> **Required task A**
Quote the passage on flat shielded cable word for word, in full.

> **Extract provided**
>> begin
There are cases in which this flat cable may need to be shielded
from outside electromagnetic induction, or electrostatic induction,
and to avoid the leakage of signals, depending on the conditions of
use. In such a case, flat shielded cable is used which is provided
with a shield layer 8 which is formed around insulation cladding 6
of the flat cables and comprises metal foil, a resin sheet to which
metal has been laminated, or a metal wire grid (FIG. 2 shows an
example of such a flat cable).
In such flat shielded cable, it is desirable to electrically
connect the shield layer with the grounding line (conductor) 4 and
thus equalize the electric potential thereof. In order to do this,
the shield layer 8 is connected to grounding line (conductor) 4 at
the end part thereof; however, if connection is made at the end
part alone, cutting at this point of connection, or at an
intermediate position along the shield layer, would cause the
connection between the shield layer and the grounding line to be
cut so that the shield effectiveness as a whole would be lost.
As a means to increase the reliability of the shield, it has been
considered to connect grounding line (conductor) 4 and the shield
layer along the entire length of the cable; however, in order to do
this, it is necessary to peel off insulation cladding 6 on the
surface of grounding line (conductor) 4.
>> end
> **Required task B**
From the listing, pull out every line that holds the string "front".

> **Records to process**
>> begin
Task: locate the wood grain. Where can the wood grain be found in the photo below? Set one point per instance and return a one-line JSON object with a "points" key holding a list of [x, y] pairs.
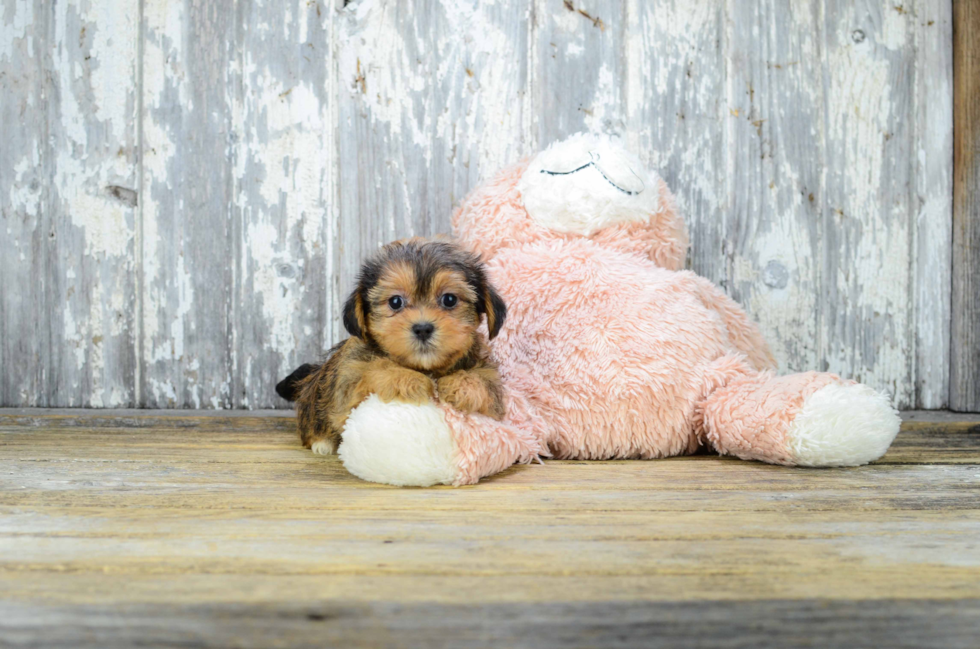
{"points": [[190, 188], [209, 531], [69, 84], [903, 624], [965, 344]]}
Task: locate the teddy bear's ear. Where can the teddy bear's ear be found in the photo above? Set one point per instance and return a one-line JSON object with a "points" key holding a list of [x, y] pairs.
{"points": [[493, 305], [355, 319]]}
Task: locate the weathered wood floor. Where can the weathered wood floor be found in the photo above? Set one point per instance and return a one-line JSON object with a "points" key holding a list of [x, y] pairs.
{"points": [[219, 530]]}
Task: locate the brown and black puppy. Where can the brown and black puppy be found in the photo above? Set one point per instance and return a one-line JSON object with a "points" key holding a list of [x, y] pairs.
{"points": [[413, 321]]}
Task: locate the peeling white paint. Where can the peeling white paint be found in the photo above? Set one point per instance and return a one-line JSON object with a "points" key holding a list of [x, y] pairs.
{"points": [[343, 128]]}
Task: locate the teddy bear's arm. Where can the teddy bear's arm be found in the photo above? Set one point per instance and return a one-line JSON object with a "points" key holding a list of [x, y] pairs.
{"points": [[743, 334]]}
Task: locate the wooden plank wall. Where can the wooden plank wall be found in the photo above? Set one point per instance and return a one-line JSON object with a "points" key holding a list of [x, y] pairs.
{"points": [[965, 366], [187, 186]]}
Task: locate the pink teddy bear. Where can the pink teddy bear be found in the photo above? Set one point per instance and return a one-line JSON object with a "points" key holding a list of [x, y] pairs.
{"points": [[609, 349]]}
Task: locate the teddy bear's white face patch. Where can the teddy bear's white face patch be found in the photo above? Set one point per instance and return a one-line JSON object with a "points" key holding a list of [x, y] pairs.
{"points": [[585, 183]]}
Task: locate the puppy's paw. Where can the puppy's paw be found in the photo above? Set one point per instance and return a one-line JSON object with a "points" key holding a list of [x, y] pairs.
{"points": [[324, 447], [404, 385], [467, 393]]}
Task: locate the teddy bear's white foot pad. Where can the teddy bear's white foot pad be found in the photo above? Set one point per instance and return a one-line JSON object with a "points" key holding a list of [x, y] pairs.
{"points": [[843, 425], [399, 444]]}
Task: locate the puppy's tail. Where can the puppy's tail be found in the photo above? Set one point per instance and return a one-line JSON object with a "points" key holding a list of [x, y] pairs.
{"points": [[289, 387]]}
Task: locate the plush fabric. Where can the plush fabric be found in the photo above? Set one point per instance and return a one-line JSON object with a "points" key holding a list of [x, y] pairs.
{"points": [[610, 351]]}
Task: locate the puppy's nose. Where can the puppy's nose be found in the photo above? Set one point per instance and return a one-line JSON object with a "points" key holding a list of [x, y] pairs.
{"points": [[423, 330]]}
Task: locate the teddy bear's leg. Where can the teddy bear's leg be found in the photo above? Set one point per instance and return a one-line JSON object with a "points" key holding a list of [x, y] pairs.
{"points": [[809, 419], [423, 445]]}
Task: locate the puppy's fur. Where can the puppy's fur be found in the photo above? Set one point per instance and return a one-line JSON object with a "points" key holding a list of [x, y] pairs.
{"points": [[413, 321]]}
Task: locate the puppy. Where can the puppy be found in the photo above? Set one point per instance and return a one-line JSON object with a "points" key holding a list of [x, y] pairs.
{"points": [[413, 321]]}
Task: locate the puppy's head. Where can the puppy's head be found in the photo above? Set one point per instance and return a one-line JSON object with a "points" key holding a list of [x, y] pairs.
{"points": [[421, 301]]}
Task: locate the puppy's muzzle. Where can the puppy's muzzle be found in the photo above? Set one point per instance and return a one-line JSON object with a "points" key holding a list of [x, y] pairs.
{"points": [[423, 331]]}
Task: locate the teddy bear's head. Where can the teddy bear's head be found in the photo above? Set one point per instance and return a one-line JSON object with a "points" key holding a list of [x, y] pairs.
{"points": [[582, 187]]}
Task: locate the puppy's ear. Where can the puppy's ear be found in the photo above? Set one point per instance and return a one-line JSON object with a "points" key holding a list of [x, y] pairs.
{"points": [[493, 305], [355, 319]]}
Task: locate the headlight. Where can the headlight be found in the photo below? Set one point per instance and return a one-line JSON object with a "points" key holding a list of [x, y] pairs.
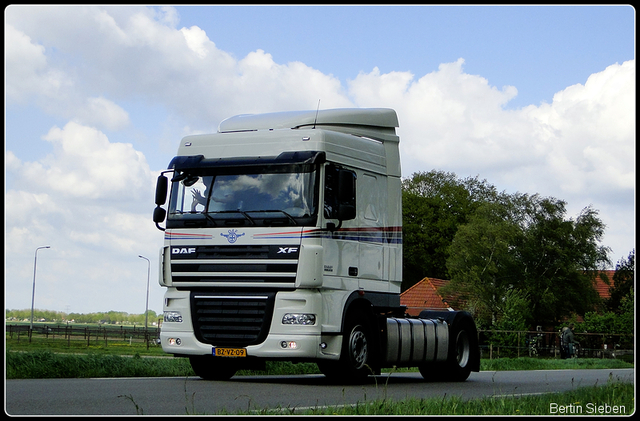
{"points": [[172, 316], [298, 319]]}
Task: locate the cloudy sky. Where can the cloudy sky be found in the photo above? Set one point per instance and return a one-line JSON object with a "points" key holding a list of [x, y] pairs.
{"points": [[532, 99]]}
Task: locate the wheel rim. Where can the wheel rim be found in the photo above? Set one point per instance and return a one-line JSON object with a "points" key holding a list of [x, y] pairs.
{"points": [[358, 348], [463, 349]]}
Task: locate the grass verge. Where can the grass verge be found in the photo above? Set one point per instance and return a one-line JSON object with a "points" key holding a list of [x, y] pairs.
{"points": [[615, 398], [47, 364]]}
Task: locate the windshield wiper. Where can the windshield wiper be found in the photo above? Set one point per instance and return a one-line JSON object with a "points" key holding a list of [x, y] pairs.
{"points": [[289, 217], [231, 221]]}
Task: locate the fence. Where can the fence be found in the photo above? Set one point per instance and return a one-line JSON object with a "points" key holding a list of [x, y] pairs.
{"points": [[90, 334], [510, 343]]}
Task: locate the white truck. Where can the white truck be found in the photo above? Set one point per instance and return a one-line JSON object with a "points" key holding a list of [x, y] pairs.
{"points": [[283, 241]]}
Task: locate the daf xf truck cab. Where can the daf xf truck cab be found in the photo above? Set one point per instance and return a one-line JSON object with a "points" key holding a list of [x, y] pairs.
{"points": [[283, 241]]}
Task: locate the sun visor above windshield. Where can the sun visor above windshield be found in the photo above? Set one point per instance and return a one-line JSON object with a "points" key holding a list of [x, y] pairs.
{"points": [[179, 163]]}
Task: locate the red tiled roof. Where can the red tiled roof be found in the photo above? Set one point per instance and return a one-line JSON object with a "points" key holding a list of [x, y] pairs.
{"points": [[424, 295], [601, 286]]}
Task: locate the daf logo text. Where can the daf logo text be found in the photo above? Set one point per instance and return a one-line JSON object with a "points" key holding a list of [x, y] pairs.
{"points": [[183, 250]]}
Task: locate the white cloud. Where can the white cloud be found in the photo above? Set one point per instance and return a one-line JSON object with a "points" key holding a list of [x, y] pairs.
{"points": [[100, 112], [27, 70], [84, 164]]}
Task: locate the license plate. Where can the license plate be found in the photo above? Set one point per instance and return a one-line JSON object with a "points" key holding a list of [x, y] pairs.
{"points": [[229, 352]]}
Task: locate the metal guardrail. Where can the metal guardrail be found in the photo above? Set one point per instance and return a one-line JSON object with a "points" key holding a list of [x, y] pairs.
{"points": [[511, 343], [88, 333]]}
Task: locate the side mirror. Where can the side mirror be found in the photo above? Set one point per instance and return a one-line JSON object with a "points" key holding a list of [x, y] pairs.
{"points": [[346, 195], [161, 190], [159, 215]]}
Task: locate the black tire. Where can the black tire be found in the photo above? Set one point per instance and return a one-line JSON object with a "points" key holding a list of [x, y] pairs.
{"points": [[460, 354], [356, 355], [210, 368]]}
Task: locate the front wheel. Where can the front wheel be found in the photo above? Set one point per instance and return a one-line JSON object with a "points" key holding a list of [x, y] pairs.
{"points": [[356, 354]]}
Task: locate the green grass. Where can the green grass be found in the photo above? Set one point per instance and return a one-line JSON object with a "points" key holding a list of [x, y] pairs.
{"points": [[586, 399], [77, 345], [48, 364]]}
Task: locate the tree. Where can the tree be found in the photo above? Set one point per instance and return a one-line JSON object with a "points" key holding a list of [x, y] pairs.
{"points": [[622, 282], [525, 243], [434, 205]]}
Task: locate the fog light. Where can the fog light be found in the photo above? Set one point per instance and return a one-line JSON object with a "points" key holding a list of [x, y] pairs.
{"points": [[288, 345], [299, 319], [172, 316]]}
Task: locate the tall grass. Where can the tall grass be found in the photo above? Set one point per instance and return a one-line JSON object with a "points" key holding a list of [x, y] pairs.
{"points": [[46, 364], [582, 400]]}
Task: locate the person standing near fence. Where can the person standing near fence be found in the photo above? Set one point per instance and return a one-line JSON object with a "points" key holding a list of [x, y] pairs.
{"points": [[568, 342]]}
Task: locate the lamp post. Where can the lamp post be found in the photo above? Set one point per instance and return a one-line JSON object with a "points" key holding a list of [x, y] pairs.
{"points": [[33, 292], [146, 312]]}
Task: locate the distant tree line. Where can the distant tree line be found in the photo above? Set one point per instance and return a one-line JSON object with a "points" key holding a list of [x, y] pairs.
{"points": [[515, 260], [110, 317]]}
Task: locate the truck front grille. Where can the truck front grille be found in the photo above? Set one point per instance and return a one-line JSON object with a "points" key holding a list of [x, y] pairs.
{"points": [[266, 265], [224, 319]]}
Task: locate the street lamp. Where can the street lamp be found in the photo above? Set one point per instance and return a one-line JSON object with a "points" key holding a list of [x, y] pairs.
{"points": [[33, 292], [146, 312]]}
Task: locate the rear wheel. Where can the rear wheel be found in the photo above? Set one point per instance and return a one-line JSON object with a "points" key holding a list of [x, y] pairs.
{"points": [[457, 367], [210, 368]]}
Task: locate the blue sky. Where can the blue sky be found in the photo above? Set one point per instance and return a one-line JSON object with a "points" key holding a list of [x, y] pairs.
{"points": [[540, 50], [537, 99]]}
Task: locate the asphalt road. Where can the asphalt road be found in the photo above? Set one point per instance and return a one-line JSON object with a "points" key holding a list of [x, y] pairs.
{"points": [[191, 395]]}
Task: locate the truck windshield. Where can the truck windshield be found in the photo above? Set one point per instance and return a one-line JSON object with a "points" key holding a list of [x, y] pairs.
{"points": [[263, 196]]}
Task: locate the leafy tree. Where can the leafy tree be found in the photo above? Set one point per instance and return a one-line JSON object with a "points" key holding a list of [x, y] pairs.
{"points": [[525, 243], [434, 205], [622, 282]]}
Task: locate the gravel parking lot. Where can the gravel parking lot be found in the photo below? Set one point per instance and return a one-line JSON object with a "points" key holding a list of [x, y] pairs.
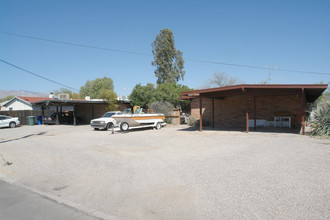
{"points": [[172, 173]]}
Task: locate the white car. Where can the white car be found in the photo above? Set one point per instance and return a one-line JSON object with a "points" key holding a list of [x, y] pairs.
{"points": [[105, 122], [7, 121]]}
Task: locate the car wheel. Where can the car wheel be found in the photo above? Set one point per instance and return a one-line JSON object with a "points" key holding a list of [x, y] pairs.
{"points": [[109, 126], [124, 126], [158, 126], [12, 124]]}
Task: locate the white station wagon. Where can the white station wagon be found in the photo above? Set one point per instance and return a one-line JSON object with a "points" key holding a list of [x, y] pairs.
{"points": [[7, 121]]}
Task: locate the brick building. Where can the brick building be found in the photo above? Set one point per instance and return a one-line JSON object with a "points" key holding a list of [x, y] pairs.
{"points": [[253, 105]]}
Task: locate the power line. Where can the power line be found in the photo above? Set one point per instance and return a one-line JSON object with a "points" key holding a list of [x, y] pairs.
{"points": [[75, 44], [258, 67], [37, 75], [146, 54]]}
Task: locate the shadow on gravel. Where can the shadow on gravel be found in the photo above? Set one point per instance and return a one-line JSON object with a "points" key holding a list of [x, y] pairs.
{"points": [[26, 136], [261, 130]]}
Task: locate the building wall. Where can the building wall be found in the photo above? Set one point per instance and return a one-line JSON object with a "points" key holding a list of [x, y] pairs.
{"points": [[16, 105], [230, 111]]}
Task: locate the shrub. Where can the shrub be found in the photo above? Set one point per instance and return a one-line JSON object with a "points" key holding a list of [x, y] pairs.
{"points": [[165, 108], [320, 119]]}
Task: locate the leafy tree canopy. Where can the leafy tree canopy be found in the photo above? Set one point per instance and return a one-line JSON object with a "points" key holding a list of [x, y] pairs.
{"points": [[167, 92], [220, 80], [167, 60], [67, 91], [93, 88], [110, 96], [6, 98], [143, 95]]}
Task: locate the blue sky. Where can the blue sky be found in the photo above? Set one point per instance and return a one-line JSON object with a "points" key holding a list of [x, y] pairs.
{"points": [[288, 34]]}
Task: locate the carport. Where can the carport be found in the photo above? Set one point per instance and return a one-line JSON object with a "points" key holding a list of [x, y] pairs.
{"points": [[235, 105], [85, 110]]}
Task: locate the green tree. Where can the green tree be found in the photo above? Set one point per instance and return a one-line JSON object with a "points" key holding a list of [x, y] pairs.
{"points": [[167, 92], [93, 88], [67, 91], [167, 60], [171, 92], [143, 95], [111, 97], [220, 80], [6, 98]]}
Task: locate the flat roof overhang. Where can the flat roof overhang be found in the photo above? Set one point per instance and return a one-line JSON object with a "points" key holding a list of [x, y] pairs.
{"points": [[66, 102], [312, 91]]}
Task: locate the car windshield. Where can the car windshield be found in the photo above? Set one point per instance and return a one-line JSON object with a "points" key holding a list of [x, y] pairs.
{"points": [[108, 114], [128, 111]]}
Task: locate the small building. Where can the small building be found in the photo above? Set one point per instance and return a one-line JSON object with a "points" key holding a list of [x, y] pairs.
{"points": [[82, 110], [252, 105], [19, 103]]}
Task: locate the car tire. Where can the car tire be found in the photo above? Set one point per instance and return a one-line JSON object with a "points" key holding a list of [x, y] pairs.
{"points": [[12, 124], [124, 126], [109, 126]]}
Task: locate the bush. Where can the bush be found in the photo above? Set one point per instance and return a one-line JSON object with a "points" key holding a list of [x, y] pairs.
{"points": [[320, 119], [165, 108]]}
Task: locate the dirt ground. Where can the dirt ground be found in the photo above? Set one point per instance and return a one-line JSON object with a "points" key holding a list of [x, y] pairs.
{"points": [[172, 173]]}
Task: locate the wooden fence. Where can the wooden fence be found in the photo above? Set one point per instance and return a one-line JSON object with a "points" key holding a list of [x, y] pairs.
{"points": [[23, 114]]}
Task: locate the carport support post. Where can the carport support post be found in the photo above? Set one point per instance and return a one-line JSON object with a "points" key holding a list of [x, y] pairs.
{"points": [[74, 116], [92, 110], [200, 113], [303, 106], [255, 112], [247, 114], [43, 111], [212, 112], [57, 121]]}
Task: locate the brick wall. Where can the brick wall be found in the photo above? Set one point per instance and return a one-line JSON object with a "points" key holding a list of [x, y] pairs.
{"points": [[230, 111]]}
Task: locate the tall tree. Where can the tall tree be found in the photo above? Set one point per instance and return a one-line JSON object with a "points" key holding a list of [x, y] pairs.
{"points": [[143, 95], [93, 88], [220, 80], [67, 91], [167, 60], [167, 92]]}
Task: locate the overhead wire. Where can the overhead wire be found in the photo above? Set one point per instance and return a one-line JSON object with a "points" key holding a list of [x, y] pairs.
{"points": [[37, 75], [146, 54]]}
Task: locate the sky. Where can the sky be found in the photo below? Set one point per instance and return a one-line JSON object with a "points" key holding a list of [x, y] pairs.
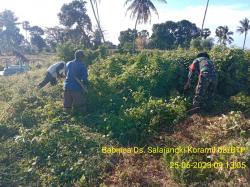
{"points": [[113, 19]]}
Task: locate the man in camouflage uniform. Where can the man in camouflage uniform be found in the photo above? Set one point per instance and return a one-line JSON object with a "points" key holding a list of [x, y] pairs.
{"points": [[207, 82]]}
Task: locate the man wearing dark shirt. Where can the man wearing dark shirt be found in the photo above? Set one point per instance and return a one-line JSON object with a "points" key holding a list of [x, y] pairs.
{"points": [[74, 84], [207, 82]]}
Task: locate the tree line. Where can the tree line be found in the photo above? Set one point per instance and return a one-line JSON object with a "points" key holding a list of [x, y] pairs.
{"points": [[76, 27]]}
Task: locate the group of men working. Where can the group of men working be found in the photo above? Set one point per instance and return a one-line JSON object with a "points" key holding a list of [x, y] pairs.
{"points": [[75, 83], [76, 80]]}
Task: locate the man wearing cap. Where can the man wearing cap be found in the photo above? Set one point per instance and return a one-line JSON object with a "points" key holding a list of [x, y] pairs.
{"points": [[207, 82], [74, 84], [52, 74]]}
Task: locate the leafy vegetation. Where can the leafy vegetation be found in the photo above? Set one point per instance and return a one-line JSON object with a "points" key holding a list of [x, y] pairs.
{"points": [[133, 100]]}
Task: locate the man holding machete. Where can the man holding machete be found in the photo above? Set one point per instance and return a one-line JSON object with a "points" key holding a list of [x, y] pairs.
{"points": [[74, 84], [207, 82]]}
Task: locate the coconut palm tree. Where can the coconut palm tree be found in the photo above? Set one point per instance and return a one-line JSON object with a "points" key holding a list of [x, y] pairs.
{"points": [[243, 29], [141, 11], [224, 35], [96, 15]]}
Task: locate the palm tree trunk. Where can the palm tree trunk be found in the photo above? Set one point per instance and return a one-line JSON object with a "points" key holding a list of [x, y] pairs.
{"points": [[203, 21], [98, 22], [135, 33], [245, 40]]}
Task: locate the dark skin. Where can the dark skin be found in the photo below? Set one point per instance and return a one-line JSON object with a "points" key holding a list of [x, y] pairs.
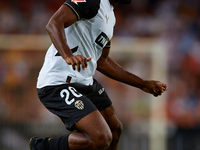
{"points": [[98, 130]]}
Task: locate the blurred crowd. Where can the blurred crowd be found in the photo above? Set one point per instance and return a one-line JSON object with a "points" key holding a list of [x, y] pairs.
{"points": [[176, 22]]}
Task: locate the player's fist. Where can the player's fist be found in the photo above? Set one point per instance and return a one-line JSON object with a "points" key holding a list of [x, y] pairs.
{"points": [[154, 87], [78, 60]]}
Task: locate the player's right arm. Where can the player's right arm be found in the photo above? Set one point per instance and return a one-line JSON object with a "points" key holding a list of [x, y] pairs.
{"points": [[63, 18]]}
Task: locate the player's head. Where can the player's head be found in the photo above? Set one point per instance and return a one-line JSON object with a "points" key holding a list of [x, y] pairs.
{"points": [[123, 1]]}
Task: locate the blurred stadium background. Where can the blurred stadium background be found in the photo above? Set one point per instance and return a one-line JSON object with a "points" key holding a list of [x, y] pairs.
{"points": [[155, 39]]}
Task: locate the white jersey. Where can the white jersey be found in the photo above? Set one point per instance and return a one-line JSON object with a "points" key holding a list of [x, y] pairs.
{"points": [[87, 36]]}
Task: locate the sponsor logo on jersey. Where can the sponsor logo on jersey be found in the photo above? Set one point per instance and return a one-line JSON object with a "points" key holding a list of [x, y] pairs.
{"points": [[102, 39], [77, 1]]}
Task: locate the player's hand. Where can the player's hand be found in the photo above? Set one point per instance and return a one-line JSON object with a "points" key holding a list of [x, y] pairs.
{"points": [[155, 88], [78, 60]]}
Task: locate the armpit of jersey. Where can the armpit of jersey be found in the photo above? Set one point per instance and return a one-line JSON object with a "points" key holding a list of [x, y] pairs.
{"points": [[108, 45], [84, 8]]}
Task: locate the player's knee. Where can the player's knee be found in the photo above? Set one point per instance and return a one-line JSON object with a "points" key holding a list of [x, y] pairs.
{"points": [[103, 141]]}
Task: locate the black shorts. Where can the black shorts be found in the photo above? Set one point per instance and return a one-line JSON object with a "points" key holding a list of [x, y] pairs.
{"points": [[73, 101]]}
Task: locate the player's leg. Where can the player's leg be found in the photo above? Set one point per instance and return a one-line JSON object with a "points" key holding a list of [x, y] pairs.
{"points": [[114, 124], [76, 111], [94, 133]]}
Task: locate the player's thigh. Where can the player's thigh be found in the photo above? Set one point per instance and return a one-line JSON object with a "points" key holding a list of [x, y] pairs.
{"points": [[112, 120], [94, 126]]}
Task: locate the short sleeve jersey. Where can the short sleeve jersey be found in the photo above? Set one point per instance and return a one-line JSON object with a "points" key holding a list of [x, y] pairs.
{"points": [[88, 36]]}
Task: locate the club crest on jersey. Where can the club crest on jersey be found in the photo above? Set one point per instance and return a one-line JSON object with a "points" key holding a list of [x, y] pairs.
{"points": [[77, 1]]}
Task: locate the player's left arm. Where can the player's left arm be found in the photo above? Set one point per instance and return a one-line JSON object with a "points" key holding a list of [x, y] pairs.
{"points": [[110, 68]]}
>> end
> **Task answer A**
There are cases in which this flat cable may need to be shielded
from outside electromagnetic induction, or electrostatic induction,
and to avoid the leakage of signals, depending on the conditions of
use. In such a case, flat shielded cable is used which is provided
with a shield layer 8 which is formed around insulation cladding 6
of the flat cables and comprises metal foil, a resin sheet to which
metal has been laminated, or a metal wire grid (FIG. 2 shows an
example of such a flat cable).
In such flat shielded cable, it is desirable to electrically
connect the shield layer with the grounding line (conductor) 4 and
thus equalize the electric potential thereof. In order to do this,
the shield layer 8 is connected to grounding line (conductor) 4 at
the end part thereof; however, if connection is made at the end
part alone, cutting at this point of connection, or at an
intermediate position along the shield layer, would cause the
connection between the shield layer and the grounding line to be
cut so that the shield effectiveness as a whole would be lost.
As a means to increase the reliability of the shield, it has been
considered to connect grounding line (conductor) 4 and the shield
layer along the entire length of the cable; however, in order to do
this, it is necessary to peel off insulation cladding 6 on the
surface of grounding line (conductor) 4.

> **Task answer B**
Task: locate the front wheel. Where can the front wheel be found in the photo above? Set one point per instance and return a one-line JSON object with a "points" key holding a list of [x, y] pairs.
Task: locate the truck front grille. Where can the truck front grille be found in the photo above? Set one point per instance and return a one-line JSON object with a "points" key holding a list of [x, y] pairs.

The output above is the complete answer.